▶ _Exercise objective_
Count the lines in the records below that contain the string "positive", with case counting. Reply with only the number.

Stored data

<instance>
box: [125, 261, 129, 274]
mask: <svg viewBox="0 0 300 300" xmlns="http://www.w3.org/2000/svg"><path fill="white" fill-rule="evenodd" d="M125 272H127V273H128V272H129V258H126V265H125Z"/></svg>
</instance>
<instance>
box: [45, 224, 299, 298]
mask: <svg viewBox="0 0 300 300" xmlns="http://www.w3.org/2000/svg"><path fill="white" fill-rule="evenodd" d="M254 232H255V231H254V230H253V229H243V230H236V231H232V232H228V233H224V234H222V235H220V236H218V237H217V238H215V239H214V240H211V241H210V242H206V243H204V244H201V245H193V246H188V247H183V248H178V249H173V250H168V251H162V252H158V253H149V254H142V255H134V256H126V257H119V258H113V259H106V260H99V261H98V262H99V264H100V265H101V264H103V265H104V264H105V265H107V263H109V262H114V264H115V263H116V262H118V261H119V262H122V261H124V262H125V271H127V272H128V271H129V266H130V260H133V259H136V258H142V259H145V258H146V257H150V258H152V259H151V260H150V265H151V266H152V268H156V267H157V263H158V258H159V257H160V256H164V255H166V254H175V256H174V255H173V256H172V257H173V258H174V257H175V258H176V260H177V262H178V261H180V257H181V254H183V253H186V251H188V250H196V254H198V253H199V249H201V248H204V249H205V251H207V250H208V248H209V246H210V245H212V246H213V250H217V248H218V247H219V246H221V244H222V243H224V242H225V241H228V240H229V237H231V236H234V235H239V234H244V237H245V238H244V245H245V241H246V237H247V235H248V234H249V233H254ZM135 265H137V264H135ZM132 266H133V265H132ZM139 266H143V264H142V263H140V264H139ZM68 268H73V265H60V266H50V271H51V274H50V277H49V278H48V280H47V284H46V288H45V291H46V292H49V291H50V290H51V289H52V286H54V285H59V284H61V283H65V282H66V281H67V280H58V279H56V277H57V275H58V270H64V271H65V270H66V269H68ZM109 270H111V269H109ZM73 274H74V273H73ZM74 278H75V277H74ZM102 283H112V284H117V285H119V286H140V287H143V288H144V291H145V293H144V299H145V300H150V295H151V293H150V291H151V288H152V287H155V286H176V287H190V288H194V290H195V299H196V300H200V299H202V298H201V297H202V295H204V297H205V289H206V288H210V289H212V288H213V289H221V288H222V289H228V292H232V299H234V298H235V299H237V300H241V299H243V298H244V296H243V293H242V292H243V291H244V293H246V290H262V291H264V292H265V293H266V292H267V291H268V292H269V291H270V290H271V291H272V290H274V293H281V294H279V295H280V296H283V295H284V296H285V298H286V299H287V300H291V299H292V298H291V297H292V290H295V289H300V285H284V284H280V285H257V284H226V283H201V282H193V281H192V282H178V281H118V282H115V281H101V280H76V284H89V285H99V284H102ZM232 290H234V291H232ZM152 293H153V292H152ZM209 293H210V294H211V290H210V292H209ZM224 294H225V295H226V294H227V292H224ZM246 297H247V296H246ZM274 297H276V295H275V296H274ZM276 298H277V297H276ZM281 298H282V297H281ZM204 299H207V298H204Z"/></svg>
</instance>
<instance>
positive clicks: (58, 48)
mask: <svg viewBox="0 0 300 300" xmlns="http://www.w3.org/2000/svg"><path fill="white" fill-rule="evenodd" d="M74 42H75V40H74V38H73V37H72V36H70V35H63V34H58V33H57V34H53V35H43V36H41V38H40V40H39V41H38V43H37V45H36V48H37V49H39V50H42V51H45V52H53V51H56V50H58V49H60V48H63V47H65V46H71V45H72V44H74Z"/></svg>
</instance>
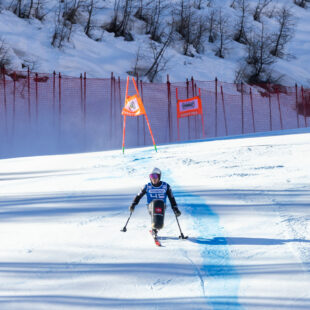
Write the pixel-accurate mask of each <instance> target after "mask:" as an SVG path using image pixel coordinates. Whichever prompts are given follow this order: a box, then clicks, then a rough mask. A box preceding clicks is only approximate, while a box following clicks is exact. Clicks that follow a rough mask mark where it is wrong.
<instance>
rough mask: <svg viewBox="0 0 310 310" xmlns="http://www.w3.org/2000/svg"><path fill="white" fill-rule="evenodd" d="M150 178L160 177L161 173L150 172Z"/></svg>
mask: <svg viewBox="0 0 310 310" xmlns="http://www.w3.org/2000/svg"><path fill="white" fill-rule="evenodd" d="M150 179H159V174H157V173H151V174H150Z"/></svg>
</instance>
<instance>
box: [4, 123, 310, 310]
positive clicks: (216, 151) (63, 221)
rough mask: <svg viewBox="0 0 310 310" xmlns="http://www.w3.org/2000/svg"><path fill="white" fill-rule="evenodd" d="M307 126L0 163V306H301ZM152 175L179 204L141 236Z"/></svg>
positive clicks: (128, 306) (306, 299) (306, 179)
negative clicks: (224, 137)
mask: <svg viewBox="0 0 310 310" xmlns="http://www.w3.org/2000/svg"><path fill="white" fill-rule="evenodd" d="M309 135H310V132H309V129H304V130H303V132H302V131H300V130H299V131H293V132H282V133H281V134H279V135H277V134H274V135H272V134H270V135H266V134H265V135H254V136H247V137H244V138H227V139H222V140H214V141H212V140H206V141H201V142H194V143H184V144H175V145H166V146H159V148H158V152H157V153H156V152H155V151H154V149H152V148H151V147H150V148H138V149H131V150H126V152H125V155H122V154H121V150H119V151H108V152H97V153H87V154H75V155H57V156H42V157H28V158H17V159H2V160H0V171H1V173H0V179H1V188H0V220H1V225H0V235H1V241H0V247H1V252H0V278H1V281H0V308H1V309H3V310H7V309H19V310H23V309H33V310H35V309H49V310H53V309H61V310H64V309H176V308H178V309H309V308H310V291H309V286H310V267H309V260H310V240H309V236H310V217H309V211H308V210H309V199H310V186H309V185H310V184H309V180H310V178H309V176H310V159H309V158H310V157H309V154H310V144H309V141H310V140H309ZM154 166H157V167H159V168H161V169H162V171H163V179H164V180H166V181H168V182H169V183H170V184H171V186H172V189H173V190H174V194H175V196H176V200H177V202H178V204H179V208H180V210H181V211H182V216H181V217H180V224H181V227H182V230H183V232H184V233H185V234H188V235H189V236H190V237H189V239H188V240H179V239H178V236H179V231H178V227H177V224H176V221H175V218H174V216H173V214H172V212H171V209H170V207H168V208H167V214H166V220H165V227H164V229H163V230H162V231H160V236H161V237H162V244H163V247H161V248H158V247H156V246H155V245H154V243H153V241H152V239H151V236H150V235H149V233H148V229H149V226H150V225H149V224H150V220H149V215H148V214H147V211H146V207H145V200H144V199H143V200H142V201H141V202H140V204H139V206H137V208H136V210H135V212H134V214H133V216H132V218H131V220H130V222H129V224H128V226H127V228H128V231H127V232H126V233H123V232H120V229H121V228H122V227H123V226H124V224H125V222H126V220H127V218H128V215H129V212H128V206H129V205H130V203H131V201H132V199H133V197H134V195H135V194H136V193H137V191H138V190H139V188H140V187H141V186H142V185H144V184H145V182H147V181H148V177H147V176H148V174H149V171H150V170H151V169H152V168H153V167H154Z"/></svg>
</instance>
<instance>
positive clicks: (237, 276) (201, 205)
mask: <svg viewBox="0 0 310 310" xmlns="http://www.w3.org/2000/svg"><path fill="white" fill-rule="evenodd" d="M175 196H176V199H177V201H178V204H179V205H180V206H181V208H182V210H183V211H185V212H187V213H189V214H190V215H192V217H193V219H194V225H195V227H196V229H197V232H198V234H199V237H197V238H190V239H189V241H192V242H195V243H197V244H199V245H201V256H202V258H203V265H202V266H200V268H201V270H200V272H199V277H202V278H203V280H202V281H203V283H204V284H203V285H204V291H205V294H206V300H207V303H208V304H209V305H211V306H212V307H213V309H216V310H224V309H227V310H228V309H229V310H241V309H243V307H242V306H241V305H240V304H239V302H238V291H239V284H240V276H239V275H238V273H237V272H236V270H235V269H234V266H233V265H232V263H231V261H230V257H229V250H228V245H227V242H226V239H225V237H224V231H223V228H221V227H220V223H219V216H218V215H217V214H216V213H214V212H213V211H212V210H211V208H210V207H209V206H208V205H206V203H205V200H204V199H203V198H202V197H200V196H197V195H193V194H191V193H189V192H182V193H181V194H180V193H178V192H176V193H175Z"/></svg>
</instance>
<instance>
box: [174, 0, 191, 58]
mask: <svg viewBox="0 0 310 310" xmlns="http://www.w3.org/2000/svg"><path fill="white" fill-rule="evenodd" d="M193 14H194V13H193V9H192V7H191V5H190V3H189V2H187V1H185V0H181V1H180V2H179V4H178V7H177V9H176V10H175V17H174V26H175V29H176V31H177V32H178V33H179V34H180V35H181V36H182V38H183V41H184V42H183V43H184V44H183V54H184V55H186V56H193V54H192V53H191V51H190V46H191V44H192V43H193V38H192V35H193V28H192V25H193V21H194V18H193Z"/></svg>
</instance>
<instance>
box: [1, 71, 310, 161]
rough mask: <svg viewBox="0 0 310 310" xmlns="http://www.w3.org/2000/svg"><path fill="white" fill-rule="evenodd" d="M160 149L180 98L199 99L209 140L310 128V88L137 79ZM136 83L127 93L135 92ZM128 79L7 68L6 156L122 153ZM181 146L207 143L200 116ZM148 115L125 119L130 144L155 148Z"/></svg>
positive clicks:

▶ _Exercise solution_
5